__SELECTED PASSAGE__.
Hedge Fund Manager Will Confront JPMorgan Chase Shareholders On Moves To De-Bank Conservative And Religious Groups

Hedge fund manager David Bahnsen will introduce a resolution before the shareholders of JPMorgan Chase next week regarding the company’s moves to de-bank organizations for their conservative and religious viewpoints.

Chase Bank, the consumer and commercial subsidiary of the financial services behemoth, has garnered controversy in recent months for nixing its relationship with the National Committee for Religious Freedom, a nonprofit that advocates for religious liberty, and asking the organization to provide a list of its donors. One credit card processor owned by Chase likewise terminated an account belonging to Family Council, a conservative organization that works to strengthen traditional family values, while another firm controlled by Chase refused to serve the political action committee Defense of Liberty.

The shareholder resolution submitted by Bahnsen, the founder and chief investment officer of The Bahnsen Group, contends that the actions from Chase violate the liberties enumerated in the United States Constitution and the United Nations Declaration of Human Rights. The resolution, which will be presented at the company’s annual shareholder meeting on May 16, would demand that JPMorgan Chase publish an evaluation of how the firm oversees risks related to discrimination against clients for their religious and political views.

__SUPPLIED ENTRIES__.
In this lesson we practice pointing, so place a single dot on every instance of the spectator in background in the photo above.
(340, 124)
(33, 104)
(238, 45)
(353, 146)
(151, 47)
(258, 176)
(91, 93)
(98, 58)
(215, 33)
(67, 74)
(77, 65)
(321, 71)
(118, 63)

__TASKS TO COMPLETE__.
1. Answer these questions about the article on JPMorgan Chase:
(a) Which nonprofit did Chase Bank ask to provide a list of its donors?
(b) On what date will the resolution be presented at the company's annual shareholder meeting?
(c) What firm did David Bahnsen found?
2. Print the part of the article on JPMorgan Chase that opens with the words containing "Hedge fund manager David" and closes with "Defense of Liberty.".

__ANSWERS TO THE EXERCISES__.
1.
(a) The National Committee for Religious Freedom
(b) May 16
(c) The Bahnsen Group

2.
Hedge fund manager David Bahnsen will introduce a resolution before the shareholders of JPMorgan Chase next week regarding the company’s moves to de-bank organizations for their conservative and religious viewpoints.

Chase Bank, the consumer and commercial subsidiary of the financial services behemoth, has garnered controversy in recent months for nixing its relationship with the National Committee for Religious Freedom, a nonprofit that advocates for religious liberty, and asking the organization to provide a list of its donors. One credit card processor owned by Chase likewise terminated an account belonging to Family Council, a conservative organization that works to strengthen traditional family values, while another firm controlled by Chase refused to serve the political action committee Defense of Liberty.